**What you should do:** An image-free, exact copy of the records below is required.

Point localization data:

====

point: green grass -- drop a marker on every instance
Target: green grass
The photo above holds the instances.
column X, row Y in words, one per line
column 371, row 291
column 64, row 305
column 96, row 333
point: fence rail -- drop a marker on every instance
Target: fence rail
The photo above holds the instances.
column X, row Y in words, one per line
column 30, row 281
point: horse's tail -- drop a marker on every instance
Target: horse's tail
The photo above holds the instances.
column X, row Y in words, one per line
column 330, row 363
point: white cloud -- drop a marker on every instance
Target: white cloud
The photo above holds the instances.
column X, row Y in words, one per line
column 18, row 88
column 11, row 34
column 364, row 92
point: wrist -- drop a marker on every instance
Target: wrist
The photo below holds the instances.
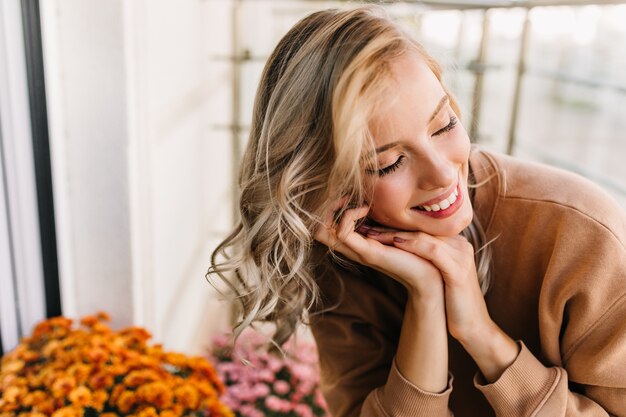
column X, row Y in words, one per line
column 492, row 350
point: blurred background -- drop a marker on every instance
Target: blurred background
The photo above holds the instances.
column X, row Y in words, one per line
column 122, row 124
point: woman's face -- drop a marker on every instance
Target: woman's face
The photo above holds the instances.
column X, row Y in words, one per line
column 422, row 151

====

**Result for this exercise:**
point: green grass -- drop a marker on every instance
Target: green grass
The photo above holds the instances.
column X, row Y in words, one per line
column 371, row 291
column 64, row 305
column 96, row 333
point: fence rail -- drop a marker on every instance
Target: fence rail
The photo above holds the instances.
column X, row Y in words, one per line
column 30, row 281
point: horse's tail -- drop a marker on every instance
Target: horse's tail
The photo above holds the instances.
column X, row Y in words, one per line
column 330, row 363
point: white cloud -- drop a marker on every instance
Target: white cloud
The photo above holds the instances.
column X, row Y in words, one per line
column 18, row 88
column 11, row 34
column 364, row 92
point: wrist -- drop a marker on every instance
Target: wrist
The photo below holds the instances.
column X, row Y in words, one per line
column 492, row 350
point: blurred background -- drop a marker on every instance
Target: blurred background
The photo above holds the instances.
column X, row Y in words, one per line
column 122, row 124
point: woman's face -- drop a marker on every instance
Target: woman's face
The photo above holds the instances.
column X, row Y in words, one per line
column 422, row 151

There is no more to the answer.